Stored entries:

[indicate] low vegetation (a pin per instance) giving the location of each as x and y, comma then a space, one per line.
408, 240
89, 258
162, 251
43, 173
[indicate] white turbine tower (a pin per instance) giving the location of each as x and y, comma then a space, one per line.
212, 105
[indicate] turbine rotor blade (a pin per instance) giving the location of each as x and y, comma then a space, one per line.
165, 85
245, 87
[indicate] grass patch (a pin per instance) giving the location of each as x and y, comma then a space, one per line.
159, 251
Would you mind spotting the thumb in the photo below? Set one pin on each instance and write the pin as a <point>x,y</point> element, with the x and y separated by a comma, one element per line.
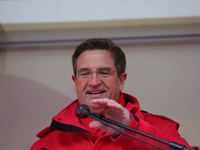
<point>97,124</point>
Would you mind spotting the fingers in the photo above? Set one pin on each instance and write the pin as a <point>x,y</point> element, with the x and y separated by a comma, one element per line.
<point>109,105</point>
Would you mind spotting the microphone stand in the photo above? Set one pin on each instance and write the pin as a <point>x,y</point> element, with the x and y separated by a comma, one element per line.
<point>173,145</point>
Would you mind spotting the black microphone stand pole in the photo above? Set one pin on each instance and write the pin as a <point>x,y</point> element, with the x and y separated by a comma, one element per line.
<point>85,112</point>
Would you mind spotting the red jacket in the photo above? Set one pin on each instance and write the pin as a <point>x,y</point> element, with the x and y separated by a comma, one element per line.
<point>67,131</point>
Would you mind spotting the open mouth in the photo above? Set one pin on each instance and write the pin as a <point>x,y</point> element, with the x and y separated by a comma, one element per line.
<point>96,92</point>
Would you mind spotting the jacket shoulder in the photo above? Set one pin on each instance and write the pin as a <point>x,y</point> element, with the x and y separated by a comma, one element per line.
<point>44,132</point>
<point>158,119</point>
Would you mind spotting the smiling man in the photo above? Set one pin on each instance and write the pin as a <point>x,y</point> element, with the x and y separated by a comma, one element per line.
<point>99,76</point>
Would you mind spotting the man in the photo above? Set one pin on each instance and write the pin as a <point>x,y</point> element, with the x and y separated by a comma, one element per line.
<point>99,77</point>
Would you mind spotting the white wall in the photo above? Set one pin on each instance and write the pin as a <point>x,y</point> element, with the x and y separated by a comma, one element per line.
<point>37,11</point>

Exercise details >> Nothing but the records themselves, exact and complete, should be returned; leave the pictures out.

Exercise result >>
[indicate] low vegetation (a pin per instance) giving the location of each as x and y, comma then a space, one per line.
408, 240
89, 258
162, 251
43, 173
[indicate] white turbine tower (a pin per instance) giving the location of each as x and y, comma then a space, one per line.
212, 105
[indicate] turbine rotor blade (a pin per instance) giving the location of each as x and y, comma then a space, one per line.
165, 85
245, 87
[indicate] grass patch (a pin per instance) giving the location of each as x and y, comma then a space, one per line.
159, 251
Would you mind spotting the thumb in the photo below? Set one pin on each instance and write the pin as a <point>x,y</point> element, with the x and y separated by a comma, one element per line.
<point>97,124</point>
Would you mind spotting the fingers in the photo above? Set one pin on each instance and write the pin as a <point>x,y</point> element, with the x and y separated by a comma, one element per line.
<point>109,105</point>
Would you mind spotting the microphone stand in the photo above? Set one pin on each instance and write the pin as a <point>x,y</point> element, with the x and y separated by a comma, one element per line.
<point>173,145</point>
Would you mind spotting the black microphone stand pole in the photo above? Set one pin on each instance and write the pin as a <point>x,y</point> element, with the x and y separated by a comma, one element per line.
<point>85,112</point>
Would you mind spotting the red jacket in the photo above? Set one pin on each instance and write the pin as a <point>x,y</point> element, with the x and y separated by a comma, one element per line.
<point>67,131</point>
Would you mind spotting the open mouth in the photo above? Set one pin on each instance and write the pin as a <point>x,y</point> element, with the x and y separated by a comma, one element per line.
<point>96,92</point>
Would you mind spotting the jacket shoulder in the photo above? Set one pin on each instance and write the pin as a <point>x,y</point> element, with the x and y separated by a comma, one element per line.
<point>44,132</point>
<point>158,119</point>
Would you mind spotting the smiling man in the photo above? Set one pin on each instance and write the pin as a <point>x,y</point> element, with the x and y separated by a comma, one element per line.
<point>99,76</point>
Would you mind spotting the man in the photo above? Set one pin on each instance and write the pin as a <point>x,y</point> element, with the x and y separated by a comma, one element per line.
<point>99,77</point>
Would you mind spotting the white wall in the photo above? Set one pin on each instance and write the pin as a <point>x,y</point> element, with the x and y separated by a comma, one element per line.
<point>37,11</point>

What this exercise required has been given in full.